THE EXERCISE: Here is a listing, set out below; repeat its lines from the one with "TARGET: round blue arrow sign" to the last, both included, and leave out the pictures.

[Begin DATA LISTING]

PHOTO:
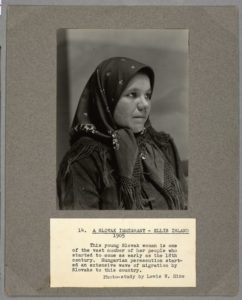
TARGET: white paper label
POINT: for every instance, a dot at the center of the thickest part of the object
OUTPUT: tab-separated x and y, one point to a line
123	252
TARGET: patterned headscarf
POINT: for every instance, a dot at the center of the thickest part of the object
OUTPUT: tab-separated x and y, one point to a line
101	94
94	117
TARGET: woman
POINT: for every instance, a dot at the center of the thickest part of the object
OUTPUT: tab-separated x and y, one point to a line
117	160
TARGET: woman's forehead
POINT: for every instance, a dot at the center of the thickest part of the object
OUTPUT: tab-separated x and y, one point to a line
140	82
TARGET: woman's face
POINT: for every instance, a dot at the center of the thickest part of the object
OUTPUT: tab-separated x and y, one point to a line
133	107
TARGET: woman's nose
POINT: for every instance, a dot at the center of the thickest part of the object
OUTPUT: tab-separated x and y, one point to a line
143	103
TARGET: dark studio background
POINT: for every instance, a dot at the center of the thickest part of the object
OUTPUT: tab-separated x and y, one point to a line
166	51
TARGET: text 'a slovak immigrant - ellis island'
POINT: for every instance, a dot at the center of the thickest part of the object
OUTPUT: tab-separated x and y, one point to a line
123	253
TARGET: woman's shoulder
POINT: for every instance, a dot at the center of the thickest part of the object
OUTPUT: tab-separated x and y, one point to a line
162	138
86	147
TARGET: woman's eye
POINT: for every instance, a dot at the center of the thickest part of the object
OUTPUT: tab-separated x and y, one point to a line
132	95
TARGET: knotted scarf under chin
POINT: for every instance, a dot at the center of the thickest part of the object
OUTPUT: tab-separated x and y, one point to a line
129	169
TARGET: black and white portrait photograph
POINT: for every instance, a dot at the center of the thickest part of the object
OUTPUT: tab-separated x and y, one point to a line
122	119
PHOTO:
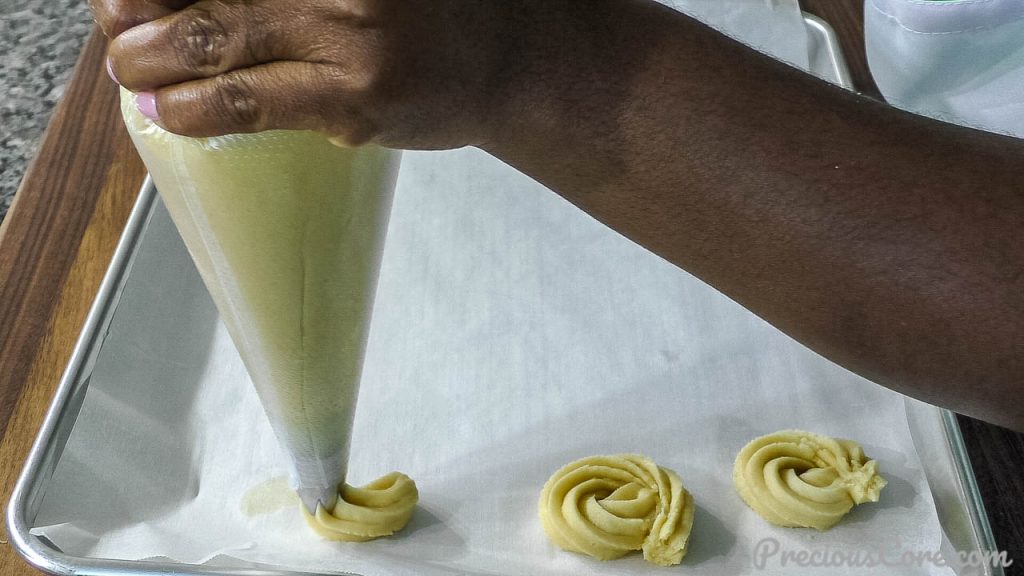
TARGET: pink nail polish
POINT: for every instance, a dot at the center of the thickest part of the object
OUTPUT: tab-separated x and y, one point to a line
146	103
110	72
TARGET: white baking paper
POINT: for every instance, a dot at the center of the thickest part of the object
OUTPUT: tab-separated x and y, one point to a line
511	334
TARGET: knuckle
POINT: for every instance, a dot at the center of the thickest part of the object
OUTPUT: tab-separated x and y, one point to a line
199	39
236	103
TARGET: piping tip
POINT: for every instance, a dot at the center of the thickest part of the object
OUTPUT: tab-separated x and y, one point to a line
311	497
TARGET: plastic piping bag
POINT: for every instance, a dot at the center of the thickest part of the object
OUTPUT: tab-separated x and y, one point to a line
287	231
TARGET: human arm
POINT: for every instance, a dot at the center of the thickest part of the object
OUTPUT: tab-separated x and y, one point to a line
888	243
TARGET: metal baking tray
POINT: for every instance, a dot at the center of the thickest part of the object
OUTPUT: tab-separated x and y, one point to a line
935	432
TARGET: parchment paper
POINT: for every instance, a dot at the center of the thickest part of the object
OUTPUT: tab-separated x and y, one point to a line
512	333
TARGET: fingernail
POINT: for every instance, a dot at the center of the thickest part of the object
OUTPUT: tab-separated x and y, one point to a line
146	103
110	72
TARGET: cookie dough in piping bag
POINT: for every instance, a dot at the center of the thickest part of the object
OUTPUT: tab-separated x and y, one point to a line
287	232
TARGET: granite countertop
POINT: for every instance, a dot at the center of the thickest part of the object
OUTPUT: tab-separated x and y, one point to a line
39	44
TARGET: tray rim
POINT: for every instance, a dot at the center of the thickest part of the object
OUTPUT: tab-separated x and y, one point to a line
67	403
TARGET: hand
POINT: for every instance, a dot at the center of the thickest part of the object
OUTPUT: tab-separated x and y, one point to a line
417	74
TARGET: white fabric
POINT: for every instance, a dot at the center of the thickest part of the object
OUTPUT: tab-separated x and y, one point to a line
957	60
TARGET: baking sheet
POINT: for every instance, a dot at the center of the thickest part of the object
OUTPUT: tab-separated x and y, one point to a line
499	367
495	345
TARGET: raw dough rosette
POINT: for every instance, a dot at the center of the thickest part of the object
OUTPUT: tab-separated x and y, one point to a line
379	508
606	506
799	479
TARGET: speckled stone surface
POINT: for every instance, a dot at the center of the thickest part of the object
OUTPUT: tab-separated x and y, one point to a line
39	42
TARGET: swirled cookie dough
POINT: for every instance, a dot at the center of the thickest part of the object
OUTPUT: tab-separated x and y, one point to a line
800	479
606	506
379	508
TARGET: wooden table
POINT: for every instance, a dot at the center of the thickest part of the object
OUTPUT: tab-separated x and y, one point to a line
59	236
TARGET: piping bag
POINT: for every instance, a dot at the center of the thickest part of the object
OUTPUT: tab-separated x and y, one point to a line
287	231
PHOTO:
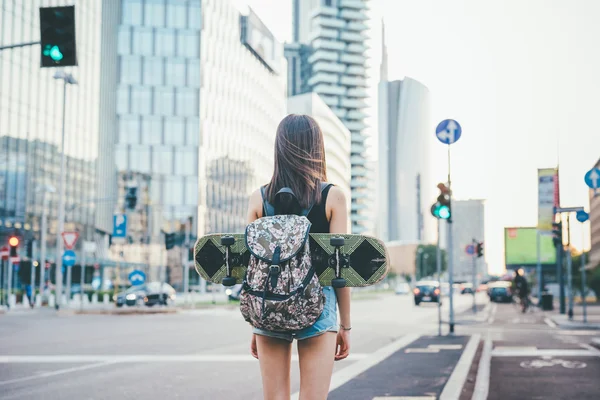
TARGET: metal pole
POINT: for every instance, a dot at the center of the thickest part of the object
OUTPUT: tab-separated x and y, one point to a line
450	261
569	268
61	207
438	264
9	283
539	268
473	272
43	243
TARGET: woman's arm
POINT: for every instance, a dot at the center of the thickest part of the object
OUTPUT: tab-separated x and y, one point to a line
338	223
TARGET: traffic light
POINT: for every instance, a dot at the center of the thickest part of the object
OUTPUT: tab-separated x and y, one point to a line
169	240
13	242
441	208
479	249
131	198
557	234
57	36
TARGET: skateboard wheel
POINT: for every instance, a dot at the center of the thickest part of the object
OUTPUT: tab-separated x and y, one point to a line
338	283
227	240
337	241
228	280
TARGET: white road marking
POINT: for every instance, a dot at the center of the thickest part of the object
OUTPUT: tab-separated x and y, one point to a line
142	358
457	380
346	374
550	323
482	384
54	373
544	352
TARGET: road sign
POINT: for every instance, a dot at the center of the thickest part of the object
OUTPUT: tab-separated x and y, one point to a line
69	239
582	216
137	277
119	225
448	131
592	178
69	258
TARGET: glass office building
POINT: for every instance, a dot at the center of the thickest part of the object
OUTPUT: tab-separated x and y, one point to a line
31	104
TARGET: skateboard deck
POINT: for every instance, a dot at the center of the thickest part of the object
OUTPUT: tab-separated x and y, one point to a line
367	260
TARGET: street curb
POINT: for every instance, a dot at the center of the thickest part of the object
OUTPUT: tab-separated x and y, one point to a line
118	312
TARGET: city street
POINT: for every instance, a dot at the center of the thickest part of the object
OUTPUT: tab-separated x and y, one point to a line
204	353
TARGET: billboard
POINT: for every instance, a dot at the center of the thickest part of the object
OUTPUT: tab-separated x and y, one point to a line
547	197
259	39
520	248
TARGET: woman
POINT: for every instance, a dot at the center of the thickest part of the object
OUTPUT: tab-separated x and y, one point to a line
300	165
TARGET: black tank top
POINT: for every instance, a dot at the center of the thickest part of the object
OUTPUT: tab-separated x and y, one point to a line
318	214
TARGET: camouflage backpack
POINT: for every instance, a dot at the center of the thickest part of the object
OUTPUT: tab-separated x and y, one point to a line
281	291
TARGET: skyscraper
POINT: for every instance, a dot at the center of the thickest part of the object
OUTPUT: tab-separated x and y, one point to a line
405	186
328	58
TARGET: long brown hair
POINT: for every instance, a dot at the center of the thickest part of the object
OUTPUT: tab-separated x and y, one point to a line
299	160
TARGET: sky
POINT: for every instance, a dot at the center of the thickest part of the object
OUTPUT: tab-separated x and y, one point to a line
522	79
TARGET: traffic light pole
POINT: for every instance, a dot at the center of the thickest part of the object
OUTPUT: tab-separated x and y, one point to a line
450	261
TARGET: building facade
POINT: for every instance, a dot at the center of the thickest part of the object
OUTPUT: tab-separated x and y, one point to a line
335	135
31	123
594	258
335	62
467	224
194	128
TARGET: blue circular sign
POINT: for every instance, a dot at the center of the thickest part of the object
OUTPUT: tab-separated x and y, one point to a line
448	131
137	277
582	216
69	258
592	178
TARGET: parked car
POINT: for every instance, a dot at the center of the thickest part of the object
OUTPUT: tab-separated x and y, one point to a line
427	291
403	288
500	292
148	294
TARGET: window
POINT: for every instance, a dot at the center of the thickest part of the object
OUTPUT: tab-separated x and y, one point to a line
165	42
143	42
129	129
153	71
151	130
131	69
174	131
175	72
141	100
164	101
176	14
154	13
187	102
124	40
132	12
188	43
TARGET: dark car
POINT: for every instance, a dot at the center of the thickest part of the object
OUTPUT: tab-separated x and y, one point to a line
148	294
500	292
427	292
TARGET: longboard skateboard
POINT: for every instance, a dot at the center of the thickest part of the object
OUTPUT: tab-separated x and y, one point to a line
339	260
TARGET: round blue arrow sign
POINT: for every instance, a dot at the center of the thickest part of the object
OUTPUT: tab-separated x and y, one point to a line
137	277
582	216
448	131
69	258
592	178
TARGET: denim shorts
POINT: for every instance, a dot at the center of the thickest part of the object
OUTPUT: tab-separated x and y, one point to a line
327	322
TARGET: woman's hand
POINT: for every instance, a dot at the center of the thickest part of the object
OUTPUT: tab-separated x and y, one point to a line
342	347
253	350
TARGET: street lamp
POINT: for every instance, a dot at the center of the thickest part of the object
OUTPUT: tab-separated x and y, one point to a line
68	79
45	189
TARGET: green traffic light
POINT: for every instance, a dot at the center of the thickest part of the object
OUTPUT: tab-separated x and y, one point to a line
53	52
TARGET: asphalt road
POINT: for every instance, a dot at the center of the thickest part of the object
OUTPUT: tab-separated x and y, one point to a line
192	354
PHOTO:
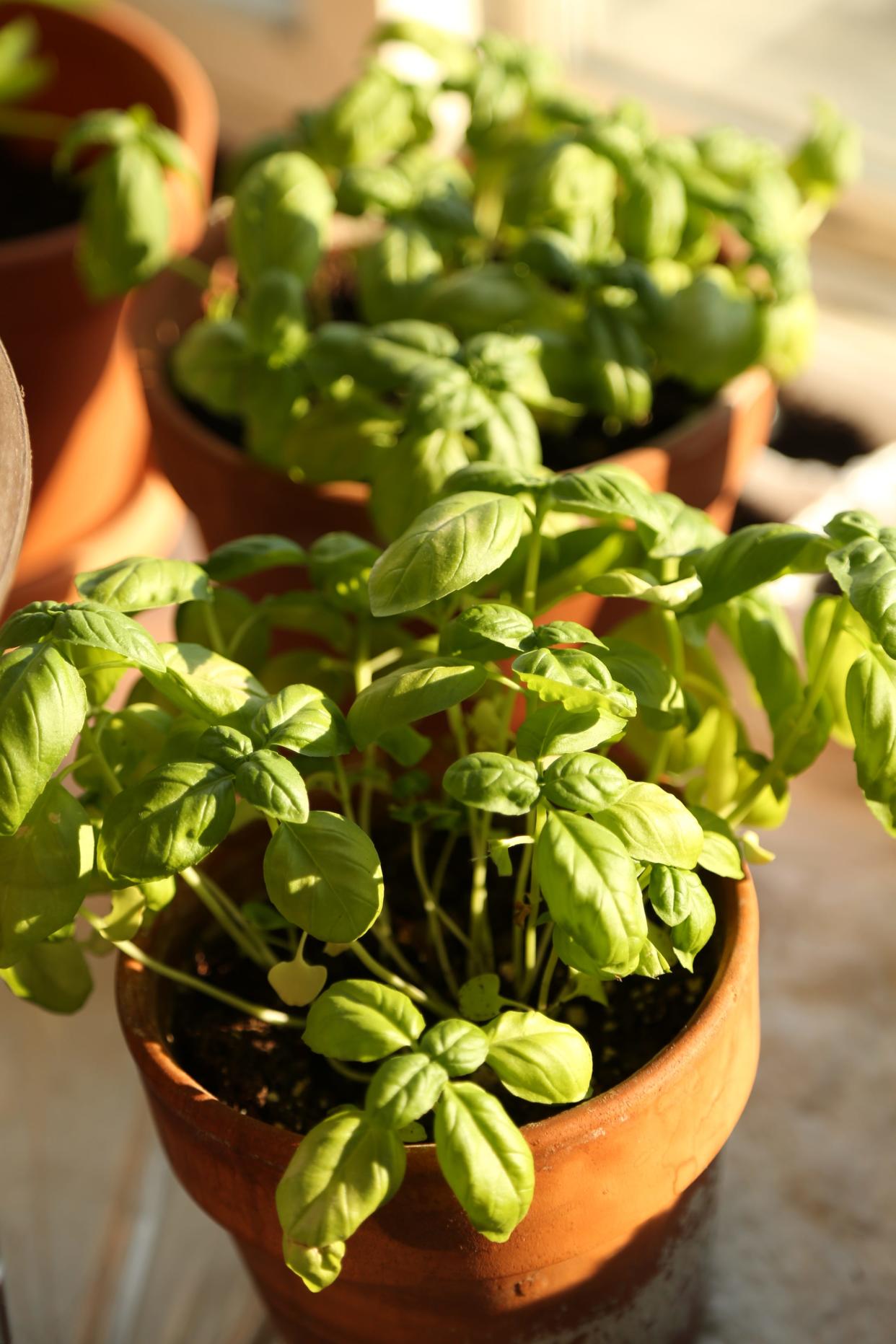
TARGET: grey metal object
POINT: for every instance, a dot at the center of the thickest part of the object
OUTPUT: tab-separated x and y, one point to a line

[End DATA LISTING]

REPLY TO THE EXERCISE:
TARGET: round blue arrow sign
POINT: for every instance, a dot at the center of the thickest part of the object
OUTPUT: tab-separated x and y, one point to a line
137	277
582	216
448	131
69	258
592	178
TARGET: denim shorts
POINT: for every instance, a dot at the center of the thickest part of the object
OUTPUT: tab-separated x and y, one point to a line
327	322
TARGET: woman's hand
POINT: for every instance, a dot at the center of the thickest part of the object
OUTPUT: tab-separated x and y, one point to a line
342	347
253	350
TARGET: street lamp
POINT: for every instance, a dot at the center of the thickest part of the object
OUTPUT: tab-separated x and y, one point to a line
68	79
45	189
TARGET: green traffic light
POINT: for every instance, a dot at the center of the thickest part of the object
OUTPUT: tab-separated x and y, one point to a line
53	52
TARGET: asphalt road
POINT: for every instance, a dot at the center of the thickest part of the object
OUTPUT: tab-separated x and y, one point to a line
192	354
PHOTO:
TARGET: grey metal object
POINT: for every instance, a dot at the center of the thickest part of the object
OUTPUT: tab-separated x and y, one point to a line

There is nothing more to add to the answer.